Your task is to transcribe all the entries exactly, excluding pictures.

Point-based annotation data
____

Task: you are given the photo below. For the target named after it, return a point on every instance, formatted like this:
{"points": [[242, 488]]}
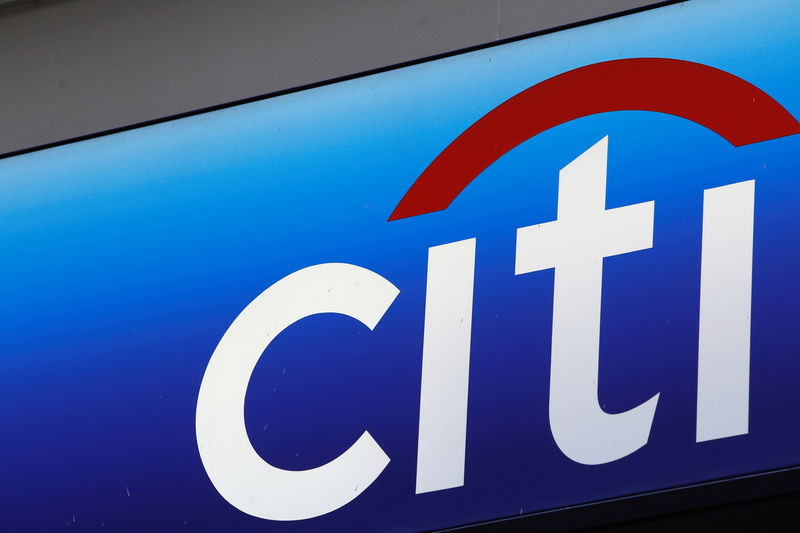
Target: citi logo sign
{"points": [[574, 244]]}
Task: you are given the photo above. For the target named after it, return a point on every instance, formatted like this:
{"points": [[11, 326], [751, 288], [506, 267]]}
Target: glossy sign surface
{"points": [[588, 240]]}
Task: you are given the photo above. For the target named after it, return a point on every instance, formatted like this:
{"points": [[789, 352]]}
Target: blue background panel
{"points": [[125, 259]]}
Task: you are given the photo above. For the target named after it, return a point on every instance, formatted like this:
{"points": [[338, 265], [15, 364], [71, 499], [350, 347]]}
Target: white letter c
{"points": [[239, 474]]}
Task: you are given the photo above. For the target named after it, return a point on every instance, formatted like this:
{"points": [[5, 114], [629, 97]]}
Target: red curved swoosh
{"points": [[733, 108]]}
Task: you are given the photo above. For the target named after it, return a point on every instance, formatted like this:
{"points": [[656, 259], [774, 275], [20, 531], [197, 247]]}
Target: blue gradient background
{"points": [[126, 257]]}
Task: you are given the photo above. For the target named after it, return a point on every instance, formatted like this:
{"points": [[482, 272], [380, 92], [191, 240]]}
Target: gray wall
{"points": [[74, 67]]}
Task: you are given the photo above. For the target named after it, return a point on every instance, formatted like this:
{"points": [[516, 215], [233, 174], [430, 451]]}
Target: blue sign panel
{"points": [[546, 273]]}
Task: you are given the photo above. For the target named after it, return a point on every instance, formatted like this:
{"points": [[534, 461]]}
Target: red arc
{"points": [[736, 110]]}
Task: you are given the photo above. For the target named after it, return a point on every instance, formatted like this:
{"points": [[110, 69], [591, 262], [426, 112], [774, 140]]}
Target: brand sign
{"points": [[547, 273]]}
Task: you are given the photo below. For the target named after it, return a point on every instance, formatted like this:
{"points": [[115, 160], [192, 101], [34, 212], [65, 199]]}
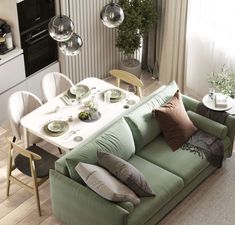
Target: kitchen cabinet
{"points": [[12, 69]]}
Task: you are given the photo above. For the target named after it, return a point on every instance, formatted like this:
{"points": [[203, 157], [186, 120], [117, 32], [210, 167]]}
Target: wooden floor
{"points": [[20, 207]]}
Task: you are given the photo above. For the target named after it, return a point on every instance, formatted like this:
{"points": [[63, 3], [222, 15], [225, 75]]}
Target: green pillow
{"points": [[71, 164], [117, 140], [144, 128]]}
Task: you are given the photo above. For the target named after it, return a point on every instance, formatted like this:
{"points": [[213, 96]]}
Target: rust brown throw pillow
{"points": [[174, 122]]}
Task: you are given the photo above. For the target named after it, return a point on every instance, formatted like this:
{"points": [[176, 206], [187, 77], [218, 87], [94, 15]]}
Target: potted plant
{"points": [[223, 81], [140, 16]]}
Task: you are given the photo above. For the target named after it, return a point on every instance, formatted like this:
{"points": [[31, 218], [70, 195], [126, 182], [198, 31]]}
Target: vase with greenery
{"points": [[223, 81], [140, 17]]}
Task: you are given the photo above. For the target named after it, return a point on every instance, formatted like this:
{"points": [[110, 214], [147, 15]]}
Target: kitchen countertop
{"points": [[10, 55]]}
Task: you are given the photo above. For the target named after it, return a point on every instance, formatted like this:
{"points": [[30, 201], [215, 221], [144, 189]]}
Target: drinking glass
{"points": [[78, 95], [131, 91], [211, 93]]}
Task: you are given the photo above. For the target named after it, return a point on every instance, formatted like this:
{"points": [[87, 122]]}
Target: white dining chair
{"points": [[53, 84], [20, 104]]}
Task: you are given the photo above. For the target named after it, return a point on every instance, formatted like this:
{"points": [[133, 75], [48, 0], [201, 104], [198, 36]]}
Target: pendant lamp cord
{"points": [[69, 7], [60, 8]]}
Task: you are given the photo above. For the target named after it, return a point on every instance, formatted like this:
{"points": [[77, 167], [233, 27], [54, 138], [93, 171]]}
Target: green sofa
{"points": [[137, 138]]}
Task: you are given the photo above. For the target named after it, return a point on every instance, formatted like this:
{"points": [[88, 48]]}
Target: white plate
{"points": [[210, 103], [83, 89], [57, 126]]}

____

#### [Task response]
Task: you are given the photo below. For the target named after it, return a point on every instance, formatted like this:
{"points": [[242, 488]]}
Target: citi logo sign
{"points": [[574, 244]]}
Task: you are given the photo above. For the target named after it, return a point on every instance, formatted like this:
{"points": [[11, 326], [751, 288], [506, 267]]}
Target: glossy sign surface
{"points": [[588, 240]]}
Task: you are given the photo above. For the target named after it, return a point on every instance, formatted like this:
{"points": [[789, 352]]}
Target: blue background panel
{"points": [[125, 259]]}
Task: you are given the photo above. For the target named after it, return a point on every instance, formatted like this:
{"points": [[338, 265], [15, 364], [71, 499], [350, 347]]}
Target: white letter c
{"points": [[239, 474]]}
Task: you are given the photo above. For the target named after it, return a point on every instance, formatted like this:
{"points": [[5, 114], [629, 97]]}
Target: red curved swoosh
{"points": [[733, 108]]}
Task: you are given the photo above. For the target named after it, return a point on every instance, formatted like this:
{"points": [[656, 259], [774, 275], [20, 531], [197, 247]]}
Target: blue gradient background
{"points": [[126, 257]]}
Task: you are given the photo above. For the target named after it, return a point on every instance, formatted like this:
{"points": [[482, 272], [380, 92], [191, 240]]}
Target: gray wall
{"points": [[74, 67]]}
Task: you are given the photo above. For the target named after it, return a point on every instance, formatted like this:
{"points": [[516, 215], [233, 174], [430, 451]]}
Target: blue sign panel
{"points": [[546, 273]]}
Task: you are given the photo above. For the target named after it, return a point on every instance, formatted like this:
{"points": [[534, 461]]}
Target: red arc
{"points": [[736, 110]]}
Task: you are given the photo above. For the target named after it, return a point on every instance, formatted like this:
{"points": [[110, 69], [591, 262], [426, 112], [774, 140]]}
Target: brand sign
{"points": [[547, 273]]}
Task: you are given the photo below. For the target named after it, return a point on every instance, formatted like this:
{"points": [[115, 160], [192, 101], [34, 212], [65, 199]]}
Target: kitchen cabinet
{"points": [[12, 69]]}
Task: you are given the photo above. For the target named after it, return a point on every instance, formatted like this:
{"points": [[203, 157], [186, 120], [117, 32], [210, 167]]}
Target: wooden floor
{"points": [[20, 207]]}
Task: you are given the photo above. For the target named after it, return a point on every instance, formatted like this:
{"points": [[63, 3], [222, 15], [225, 75]]}
Target: green pillow
{"points": [[71, 164], [117, 140], [144, 128]]}
Task: you are given the photo above. For the target named after it, return a point on every instance, formatted like this:
{"points": [[213, 96]]}
Target: rust brown throw pillow
{"points": [[174, 122]]}
Task: you are given the photo above. For the target named after it, return a point on every instance, formatted like this:
{"points": [[176, 206], [187, 77], [218, 87], [94, 15]]}
Target: potted plant
{"points": [[223, 81], [140, 16]]}
Task: you are given the photo above. For the target named after it, return a point on every instance, formatted like this:
{"points": [[31, 218], [70, 195], [126, 182], [198, 31]]}
Target: vase with greenery
{"points": [[223, 81], [140, 17]]}
Task: you are given the photo above. For the target named after it, return a point on every instance, formatted like this:
{"points": [[110, 214], [147, 15]]}
Target: kitchen countertop
{"points": [[10, 55]]}
Task: you are given the photo above. For the target named after it, return a point on every instance, formatted like this:
{"points": [[30, 201], [215, 221], [144, 189]]}
Target: drinking glass
{"points": [[78, 95], [131, 91], [211, 93]]}
Task: you are given the photo above. For the target named after it, return a point on every instance, formatted like this:
{"points": [[87, 122]]}
Target: white dining chair
{"points": [[53, 84], [20, 104]]}
Task: you are given the photo above. For the target named after it, return a point on every instance, formatted like this:
{"points": [[133, 75], [48, 0], [201, 104], [198, 36]]}
Target: pendant lamp cord
{"points": [[69, 7], [60, 8]]}
Task: you are given the photo above. For the target named after it, return a point on every instance, formatted like this:
{"points": [[77, 167], [233, 27], [54, 138], [93, 171]]}
Target: green sofa
{"points": [[137, 138]]}
Task: you are given the photo above. For the target named after it, return a point on every instance, formatted like this:
{"points": [[88, 48]]}
Target: white plate
{"points": [[210, 103], [83, 89], [57, 126]]}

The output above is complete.